▶ _DATA FOR THIS TASK_
Start of Block

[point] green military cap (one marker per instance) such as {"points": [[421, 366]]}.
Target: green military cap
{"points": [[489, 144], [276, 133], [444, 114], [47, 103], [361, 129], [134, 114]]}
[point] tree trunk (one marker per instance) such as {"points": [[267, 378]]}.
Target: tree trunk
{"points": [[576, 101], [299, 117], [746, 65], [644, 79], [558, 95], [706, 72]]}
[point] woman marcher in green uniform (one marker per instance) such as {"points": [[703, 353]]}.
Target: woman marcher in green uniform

End of Block

▶ _EXERCISE PROMPT_
The data must be given again in full. Keep every line identical.

▶ _EXERCISE SOLUTION_
[point] green military cap (one marker per instance) such as {"points": [[421, 366]]}.
Target: green military cap
{"points": [[489, 144], [276, 133], [444, 114], [47, 103], [361, 129], [134, 114]]}
[point] tree trunk (one marker per instance) such as {"points": [[267, 378]]}.
Target: tree trunk
{"points": [[576, 101], [299, 117], [746, 65], [644, 79], [558, 95], [706, 72]]}
[point] woman marcher in green uniform (one marker per instance) such as {"points": [[703, 353]]}.
Target: woman marcher in green uniform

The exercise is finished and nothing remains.